## Short problem
Pull out every line in the entries below that contains the word "like".

[Dataset rows]

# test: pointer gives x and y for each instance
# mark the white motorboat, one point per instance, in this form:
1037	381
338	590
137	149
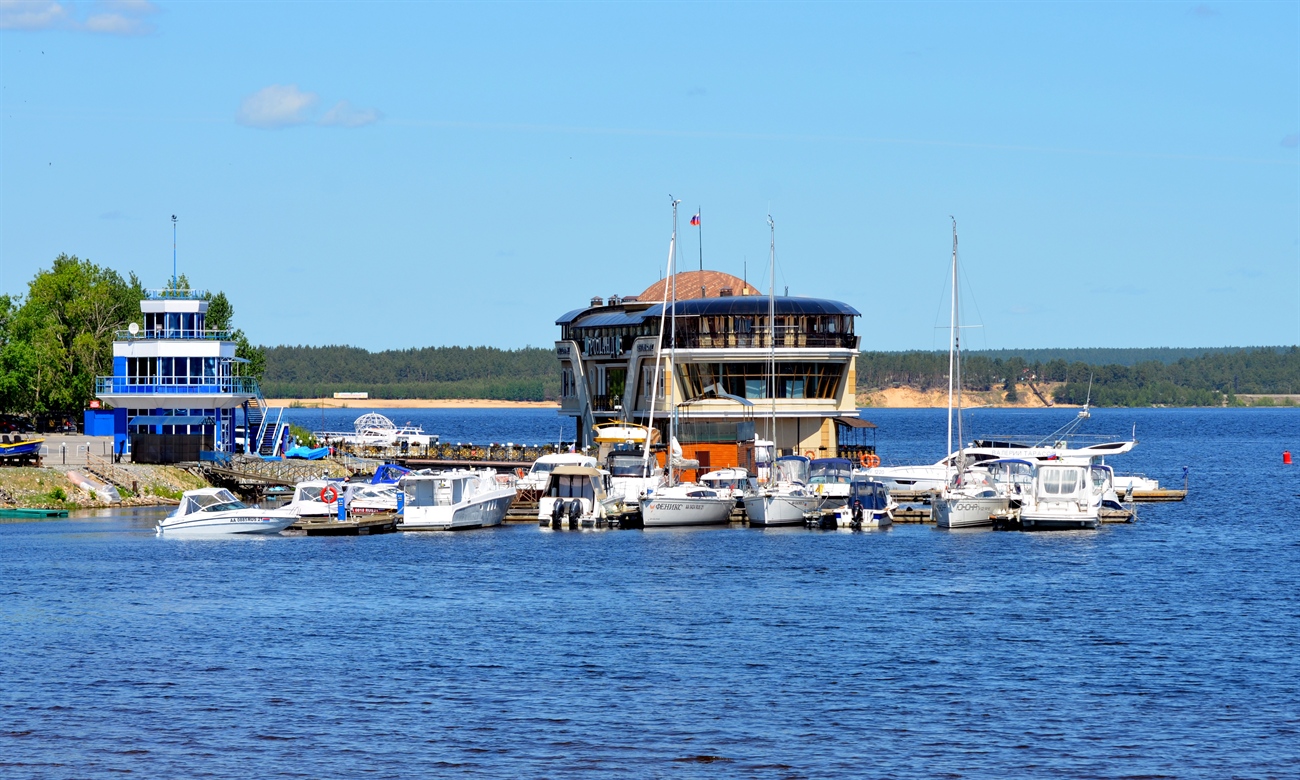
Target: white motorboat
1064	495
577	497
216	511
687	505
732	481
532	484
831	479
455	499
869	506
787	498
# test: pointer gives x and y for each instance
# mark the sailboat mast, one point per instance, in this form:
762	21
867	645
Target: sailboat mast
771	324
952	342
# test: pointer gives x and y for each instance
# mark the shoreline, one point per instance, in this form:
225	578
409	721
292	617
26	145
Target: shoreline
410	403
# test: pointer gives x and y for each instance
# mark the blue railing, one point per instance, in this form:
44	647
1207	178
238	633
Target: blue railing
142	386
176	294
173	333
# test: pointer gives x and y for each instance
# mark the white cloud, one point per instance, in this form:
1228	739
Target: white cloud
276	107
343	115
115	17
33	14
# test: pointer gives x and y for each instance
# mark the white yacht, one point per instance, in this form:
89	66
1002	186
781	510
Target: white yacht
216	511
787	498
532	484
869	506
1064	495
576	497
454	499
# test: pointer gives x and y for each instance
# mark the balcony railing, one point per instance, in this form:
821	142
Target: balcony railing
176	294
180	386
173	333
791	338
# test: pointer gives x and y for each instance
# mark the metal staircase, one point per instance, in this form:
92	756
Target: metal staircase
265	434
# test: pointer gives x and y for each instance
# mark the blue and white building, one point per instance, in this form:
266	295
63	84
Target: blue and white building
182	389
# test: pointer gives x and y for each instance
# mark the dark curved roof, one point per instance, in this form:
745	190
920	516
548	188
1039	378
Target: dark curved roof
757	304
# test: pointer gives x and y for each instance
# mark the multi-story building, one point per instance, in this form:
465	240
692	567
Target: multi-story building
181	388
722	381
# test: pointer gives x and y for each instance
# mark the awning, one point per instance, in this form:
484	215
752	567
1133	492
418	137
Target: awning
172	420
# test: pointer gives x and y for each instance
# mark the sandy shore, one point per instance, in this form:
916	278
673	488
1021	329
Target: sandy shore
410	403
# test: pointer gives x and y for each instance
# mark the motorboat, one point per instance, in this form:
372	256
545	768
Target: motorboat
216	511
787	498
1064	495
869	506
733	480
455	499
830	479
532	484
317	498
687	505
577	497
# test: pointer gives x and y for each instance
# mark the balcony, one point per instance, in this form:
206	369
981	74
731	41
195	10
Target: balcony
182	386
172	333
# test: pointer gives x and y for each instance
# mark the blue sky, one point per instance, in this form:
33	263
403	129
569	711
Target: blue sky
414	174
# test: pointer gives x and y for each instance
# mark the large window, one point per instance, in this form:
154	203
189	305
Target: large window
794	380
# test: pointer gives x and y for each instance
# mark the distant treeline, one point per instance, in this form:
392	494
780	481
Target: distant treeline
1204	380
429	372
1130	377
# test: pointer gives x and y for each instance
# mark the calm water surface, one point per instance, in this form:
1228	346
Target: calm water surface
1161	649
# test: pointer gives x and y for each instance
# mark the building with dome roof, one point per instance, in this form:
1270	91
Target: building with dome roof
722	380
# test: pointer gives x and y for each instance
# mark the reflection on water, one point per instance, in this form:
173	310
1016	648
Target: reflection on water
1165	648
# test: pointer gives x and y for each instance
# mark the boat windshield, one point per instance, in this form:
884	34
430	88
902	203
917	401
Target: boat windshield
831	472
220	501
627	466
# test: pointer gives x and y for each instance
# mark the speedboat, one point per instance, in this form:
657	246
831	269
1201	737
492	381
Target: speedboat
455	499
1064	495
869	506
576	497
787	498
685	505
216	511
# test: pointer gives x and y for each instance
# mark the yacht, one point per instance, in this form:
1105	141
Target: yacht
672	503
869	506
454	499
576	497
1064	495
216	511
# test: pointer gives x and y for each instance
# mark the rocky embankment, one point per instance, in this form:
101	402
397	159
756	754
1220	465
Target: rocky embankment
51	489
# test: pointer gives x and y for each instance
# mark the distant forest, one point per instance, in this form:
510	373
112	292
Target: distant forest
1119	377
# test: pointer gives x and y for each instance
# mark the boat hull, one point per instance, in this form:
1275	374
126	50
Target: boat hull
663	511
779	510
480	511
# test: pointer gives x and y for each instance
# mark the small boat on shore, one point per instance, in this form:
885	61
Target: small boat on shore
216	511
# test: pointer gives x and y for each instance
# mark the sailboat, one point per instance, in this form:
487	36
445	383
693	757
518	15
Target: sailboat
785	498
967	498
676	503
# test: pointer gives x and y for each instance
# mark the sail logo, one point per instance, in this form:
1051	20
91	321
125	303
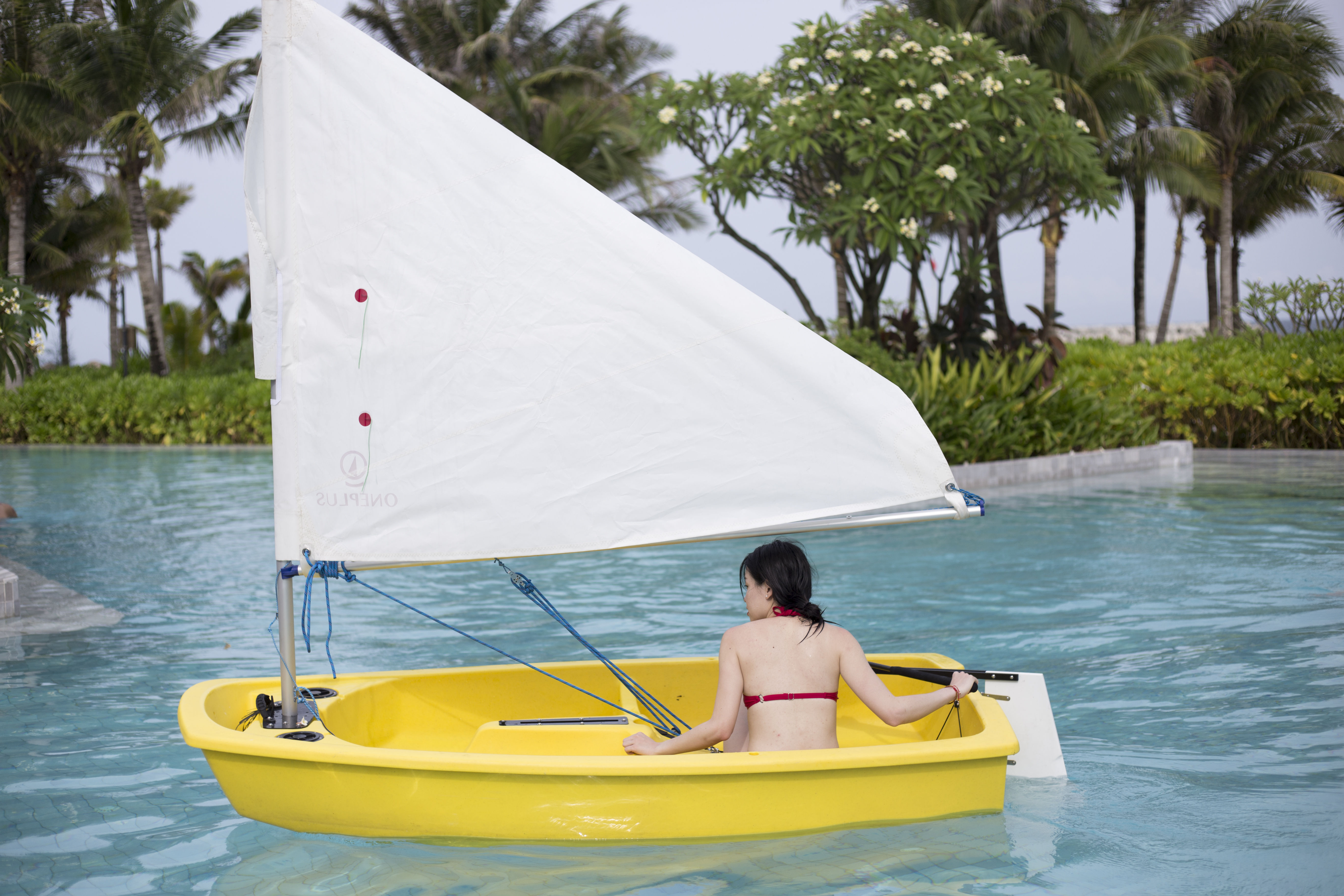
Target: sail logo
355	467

* * *

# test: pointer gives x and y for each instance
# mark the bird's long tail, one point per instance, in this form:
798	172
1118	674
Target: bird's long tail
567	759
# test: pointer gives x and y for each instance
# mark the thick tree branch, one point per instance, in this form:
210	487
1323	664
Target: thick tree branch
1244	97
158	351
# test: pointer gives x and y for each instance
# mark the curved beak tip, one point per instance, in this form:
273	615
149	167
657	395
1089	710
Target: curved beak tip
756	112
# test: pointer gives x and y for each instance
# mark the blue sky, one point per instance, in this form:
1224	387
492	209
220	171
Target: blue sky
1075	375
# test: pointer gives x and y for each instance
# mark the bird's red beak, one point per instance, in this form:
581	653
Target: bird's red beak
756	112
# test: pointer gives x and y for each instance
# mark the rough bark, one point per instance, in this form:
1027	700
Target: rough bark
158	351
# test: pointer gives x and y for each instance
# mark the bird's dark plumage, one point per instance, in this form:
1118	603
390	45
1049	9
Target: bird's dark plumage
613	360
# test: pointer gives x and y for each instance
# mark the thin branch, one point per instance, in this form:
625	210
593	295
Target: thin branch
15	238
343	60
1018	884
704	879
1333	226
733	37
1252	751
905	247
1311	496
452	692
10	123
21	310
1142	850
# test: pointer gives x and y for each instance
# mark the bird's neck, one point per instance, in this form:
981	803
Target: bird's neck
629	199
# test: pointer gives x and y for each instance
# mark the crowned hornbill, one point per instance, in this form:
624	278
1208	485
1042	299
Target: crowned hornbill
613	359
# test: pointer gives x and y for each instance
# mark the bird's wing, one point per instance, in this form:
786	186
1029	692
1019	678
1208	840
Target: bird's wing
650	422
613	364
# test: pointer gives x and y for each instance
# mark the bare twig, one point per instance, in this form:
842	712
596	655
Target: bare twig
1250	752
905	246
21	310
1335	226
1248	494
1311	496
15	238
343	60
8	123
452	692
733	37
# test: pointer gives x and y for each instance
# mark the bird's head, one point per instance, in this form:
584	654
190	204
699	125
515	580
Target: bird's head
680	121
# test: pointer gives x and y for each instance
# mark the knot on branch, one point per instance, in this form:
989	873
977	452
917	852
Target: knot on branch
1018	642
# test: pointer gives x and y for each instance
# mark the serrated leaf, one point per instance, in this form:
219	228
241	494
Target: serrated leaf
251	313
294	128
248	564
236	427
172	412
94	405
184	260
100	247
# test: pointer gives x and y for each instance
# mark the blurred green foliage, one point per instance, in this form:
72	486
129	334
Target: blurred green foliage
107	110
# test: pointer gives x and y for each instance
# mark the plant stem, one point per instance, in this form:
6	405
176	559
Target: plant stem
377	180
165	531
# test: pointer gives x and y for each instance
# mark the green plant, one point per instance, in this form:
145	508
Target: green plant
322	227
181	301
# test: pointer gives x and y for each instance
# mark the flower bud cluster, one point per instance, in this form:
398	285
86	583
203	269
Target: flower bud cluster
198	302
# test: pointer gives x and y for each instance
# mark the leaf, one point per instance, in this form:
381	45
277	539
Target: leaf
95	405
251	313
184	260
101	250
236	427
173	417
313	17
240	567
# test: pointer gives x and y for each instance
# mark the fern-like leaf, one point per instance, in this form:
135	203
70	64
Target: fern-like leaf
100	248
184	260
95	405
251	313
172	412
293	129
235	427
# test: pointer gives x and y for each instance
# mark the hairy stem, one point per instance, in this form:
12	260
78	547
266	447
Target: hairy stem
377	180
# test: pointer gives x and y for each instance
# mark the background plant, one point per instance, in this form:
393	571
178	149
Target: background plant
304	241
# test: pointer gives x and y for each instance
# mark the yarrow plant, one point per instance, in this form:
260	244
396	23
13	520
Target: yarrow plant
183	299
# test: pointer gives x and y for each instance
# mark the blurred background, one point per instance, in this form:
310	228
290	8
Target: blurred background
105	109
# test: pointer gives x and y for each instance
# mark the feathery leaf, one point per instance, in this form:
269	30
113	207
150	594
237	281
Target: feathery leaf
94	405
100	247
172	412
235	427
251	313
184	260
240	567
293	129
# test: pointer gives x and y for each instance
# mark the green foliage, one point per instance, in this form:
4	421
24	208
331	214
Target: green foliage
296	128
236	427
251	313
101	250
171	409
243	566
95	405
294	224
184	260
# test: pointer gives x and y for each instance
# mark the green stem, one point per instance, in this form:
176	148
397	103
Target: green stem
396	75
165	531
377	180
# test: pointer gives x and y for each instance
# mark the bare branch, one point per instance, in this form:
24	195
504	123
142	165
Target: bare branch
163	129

## Task answer
# mark the fern-like leaf, one point per instance, in this form:
Target: fern-like leaf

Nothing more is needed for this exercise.